The FFT of a real signal is Hermitian-symmetric, X[i] = conj(X[-i]) so the output contains only the positive frequencies below the Nyquist frequency. To compute the full output, use fft()

Parameters

• input (Tensor) – the real input tensor

• n (int, optional) – Signal length. If given, the input will either be zero-padded or trimmed to this length before computing the real FFT.

• dim (int, optional) – The dimension along which to take the one dimensional real FFT.

• norm (str, optional) –

  Normalization mode. For the forward transform (rfft()), these correspond to:

  • "forward" - normalize by 1/n

  • "backward" - no normalization

  • "ortho" - normalize by 1/sqrt(n) (making the FFT orthonormal)

  Calling the backward transform (irfft()) with the same normalization mode will apply an overall normalization of 1/n between the two transforms. This is required to make irfft() the exact inverse.

  Default is "backward" (no normalization).

Example

>>> t = torch.arange(4)
>>> t
tensor([0, 1, 2, 3])
>>> torch.fft.rfft(t)
tensor([ 6.+0.j, -2.+2.j, -2.+0.j])

Compare against the full output from fft():

>>> torch.fft.fft(t)
tensor([ 6.+0.j, -2.+2.j, -2.+0.j, -2.-2.j])

Notice that the symmetric element T[-1] == T[1].conj() is omitted. At the Nyquist frequency T[-2] == T[2] is it’s own symmetric pair, and therefore must always be real-valued.

torch.fft.irfft(input, n=None, dim=- 1, norm=None) → Tensor

Computes the inverse of rfft().

input is interpreted as a one-sided Hermitian signal in the Fourier domain, as produced by rfft(). By the Hermitian property, the output will be real-valued.

Note

Some input frequencies must be real-valued to satisfy the Hermitian property. In these cases the imaginary component will be ignored. For example, any imaginary component in the zero-frequency term cannot be represented in a real output and so will always be ignored.

Note

The correct interpretation of the Hermitian input depends on the length of the original data, as given by n. This is because each input shape could correspond to either an odd or even length signal. By default, the signal is assumed to be even length and odd signals will not round-trip properly. So, it is recommended to always pass the signal length n.

Parameters

• input (Tensor) – the input tensor representing a half-Hermitian signal

• n (int, optional) – Output signal length. This determines the length of the output signal. If given, the input will either be zero-padded or trimmed to this length before computing the real IFFT. Defaults to even output: n=2*(input.size(dim) - 1).

• dim (int, optional) – The dimension along which to take the one dimensional real IFFT.

• norm (str, optional) –

  Normalization mode. For the backward transform (irfft()), these correspond to:

  • "forward" - no normalization

  • "backward" - normalize by 1/n

  • "ortho" - normalize by 1/sqrt(n) (making the real IFFT orthonormal)

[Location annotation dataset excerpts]
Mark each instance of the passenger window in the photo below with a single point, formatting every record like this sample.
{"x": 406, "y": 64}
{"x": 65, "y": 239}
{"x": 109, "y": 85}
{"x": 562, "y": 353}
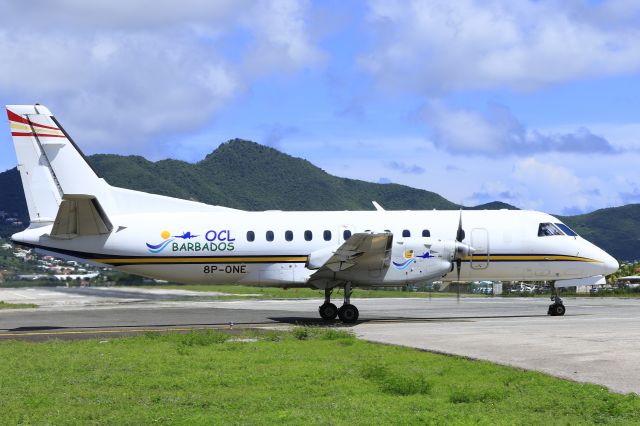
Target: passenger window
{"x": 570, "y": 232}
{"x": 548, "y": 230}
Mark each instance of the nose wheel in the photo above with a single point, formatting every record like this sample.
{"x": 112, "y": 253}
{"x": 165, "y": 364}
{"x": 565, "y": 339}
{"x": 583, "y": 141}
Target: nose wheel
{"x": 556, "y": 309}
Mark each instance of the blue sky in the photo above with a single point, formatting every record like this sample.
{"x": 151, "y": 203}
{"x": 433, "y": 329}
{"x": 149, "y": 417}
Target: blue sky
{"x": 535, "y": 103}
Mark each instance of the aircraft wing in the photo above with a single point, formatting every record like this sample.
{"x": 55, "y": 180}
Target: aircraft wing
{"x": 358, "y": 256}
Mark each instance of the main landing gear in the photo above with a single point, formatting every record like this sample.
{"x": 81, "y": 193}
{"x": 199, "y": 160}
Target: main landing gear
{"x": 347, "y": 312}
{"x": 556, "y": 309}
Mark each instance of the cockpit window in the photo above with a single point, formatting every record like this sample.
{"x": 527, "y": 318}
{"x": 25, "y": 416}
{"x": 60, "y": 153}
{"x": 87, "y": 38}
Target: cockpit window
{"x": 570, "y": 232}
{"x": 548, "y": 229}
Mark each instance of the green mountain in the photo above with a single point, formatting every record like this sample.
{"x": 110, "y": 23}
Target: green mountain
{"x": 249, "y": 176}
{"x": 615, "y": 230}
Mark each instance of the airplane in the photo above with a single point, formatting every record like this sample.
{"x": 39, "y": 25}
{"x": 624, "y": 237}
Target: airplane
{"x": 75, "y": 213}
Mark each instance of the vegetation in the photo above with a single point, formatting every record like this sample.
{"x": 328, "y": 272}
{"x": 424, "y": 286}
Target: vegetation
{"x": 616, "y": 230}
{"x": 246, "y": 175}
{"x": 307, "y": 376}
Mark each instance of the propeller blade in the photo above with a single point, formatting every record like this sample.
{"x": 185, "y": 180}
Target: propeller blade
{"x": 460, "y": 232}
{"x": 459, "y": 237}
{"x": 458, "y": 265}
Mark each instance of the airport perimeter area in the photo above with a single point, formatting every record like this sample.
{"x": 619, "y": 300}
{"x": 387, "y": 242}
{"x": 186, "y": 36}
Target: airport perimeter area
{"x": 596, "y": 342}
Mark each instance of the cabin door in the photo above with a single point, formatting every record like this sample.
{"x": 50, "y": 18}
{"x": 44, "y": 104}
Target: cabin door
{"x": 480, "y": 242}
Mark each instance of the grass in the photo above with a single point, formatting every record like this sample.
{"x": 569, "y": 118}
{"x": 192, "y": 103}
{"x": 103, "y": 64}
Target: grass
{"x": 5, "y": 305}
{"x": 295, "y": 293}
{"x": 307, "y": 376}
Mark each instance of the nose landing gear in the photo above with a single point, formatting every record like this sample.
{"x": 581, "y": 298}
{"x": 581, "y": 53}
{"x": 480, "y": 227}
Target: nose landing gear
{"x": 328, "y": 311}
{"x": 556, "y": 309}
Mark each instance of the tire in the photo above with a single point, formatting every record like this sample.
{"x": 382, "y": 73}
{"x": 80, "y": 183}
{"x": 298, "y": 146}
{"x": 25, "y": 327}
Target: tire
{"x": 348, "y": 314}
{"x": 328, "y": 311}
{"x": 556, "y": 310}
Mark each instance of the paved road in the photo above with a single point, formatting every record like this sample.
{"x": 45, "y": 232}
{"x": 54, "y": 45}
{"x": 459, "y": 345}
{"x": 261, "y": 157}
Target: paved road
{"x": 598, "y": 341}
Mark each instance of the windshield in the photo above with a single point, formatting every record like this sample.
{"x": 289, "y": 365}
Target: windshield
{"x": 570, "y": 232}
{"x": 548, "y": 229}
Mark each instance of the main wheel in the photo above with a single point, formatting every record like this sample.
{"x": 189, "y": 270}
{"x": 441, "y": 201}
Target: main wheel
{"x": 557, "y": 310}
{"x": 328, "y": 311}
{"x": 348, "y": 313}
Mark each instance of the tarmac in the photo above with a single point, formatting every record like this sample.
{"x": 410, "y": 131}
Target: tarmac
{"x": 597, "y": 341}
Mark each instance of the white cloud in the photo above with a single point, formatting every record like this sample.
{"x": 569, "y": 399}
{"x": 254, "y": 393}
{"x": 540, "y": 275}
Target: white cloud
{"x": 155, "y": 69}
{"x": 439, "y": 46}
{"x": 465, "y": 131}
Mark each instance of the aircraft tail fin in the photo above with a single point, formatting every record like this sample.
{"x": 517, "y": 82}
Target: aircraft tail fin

:: Jobs ::
1. Using the real FFT documentation, explain why it advises always passing the signal length n to irfft(). Keep your answer to one to three sentences.
2. Answer these questions from the real FFT documentation:
(a) What is the default normalization mode for rfft()?
(b) In the example, what does torch.fft.rfft return for the tensor [0, 1, 2, 3]?
(c) What output length does irfft() use by default?

:: Outputs by task ::
1. Any given input shape could match either an odd-length or an even-length signal, so reading the Hermitian input correctly depends on the original data length. If n is not passed, the signal is assumed to be even length, and odd-length signals will not round-trip properly.

2.
(a) "backward", which means no normalization.
(b) tensor([ 6.+0.j, -2.+2.j, -2.+0.j])
(c) An even length, n=2*(input.size(dim) - 1).